Starting with the line that contains "sliding glass door." and going on through the end of the records, write those lines again with "marker" swapped for "dot" and everything else left unchanged.

[Dataset rows on where objects appear]

============================================================

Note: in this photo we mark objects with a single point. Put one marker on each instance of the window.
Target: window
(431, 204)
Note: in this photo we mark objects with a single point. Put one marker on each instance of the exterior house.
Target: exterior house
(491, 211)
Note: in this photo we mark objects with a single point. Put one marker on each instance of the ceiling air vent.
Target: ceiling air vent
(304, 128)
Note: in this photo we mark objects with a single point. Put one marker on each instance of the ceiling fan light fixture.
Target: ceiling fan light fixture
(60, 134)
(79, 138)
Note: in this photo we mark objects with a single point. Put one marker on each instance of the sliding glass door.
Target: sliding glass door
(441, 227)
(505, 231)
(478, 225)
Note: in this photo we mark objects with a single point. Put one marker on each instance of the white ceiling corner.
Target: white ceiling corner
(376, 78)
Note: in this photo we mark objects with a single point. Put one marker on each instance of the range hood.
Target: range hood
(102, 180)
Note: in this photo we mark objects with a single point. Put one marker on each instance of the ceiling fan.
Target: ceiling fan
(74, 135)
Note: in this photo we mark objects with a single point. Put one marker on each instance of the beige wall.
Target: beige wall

============================================================

The completed task ▸
Note: in this photo we mark objects with a single point. Put one dot on each instance of the sliding glass door.
Target: sliding glass door
(441, 227)
(505, 231)
(478, 225)
Note: in this photo we mark objects with a single point. Put one dot on each instance of the white ceiling corner.
Target: white ceiling corner
(376, 78)
Note: in this photo we mark objects with a single point. Put one dot on each instance of the range hood.
Target: range hood
(102, 180)
Note: in this photo we mark objects with a single point. Put one dot on each instance of the ceiling fan.
Target: ceiling fan
(74, 135)
Note: in this photo we mark objects with a single point. Put one dot on each instance of the beige wall.
Target: beige wall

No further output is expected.